→ Assignment
Each line below must be set down exactly as it stands.

→ Exercise input
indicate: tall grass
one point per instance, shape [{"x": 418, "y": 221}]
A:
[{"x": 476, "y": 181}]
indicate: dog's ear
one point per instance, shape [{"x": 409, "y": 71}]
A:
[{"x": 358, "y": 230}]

→ Reply
indicate: tall grass
one point per instance, shape [{"x": 418, "y": 221}]
A:
[{"x": 476, "y": 181}]
indicate: dog's ear
one point per instance, shape [{"x": 409, "y": 71}]
A:
[{"x": 358, "y": 230}]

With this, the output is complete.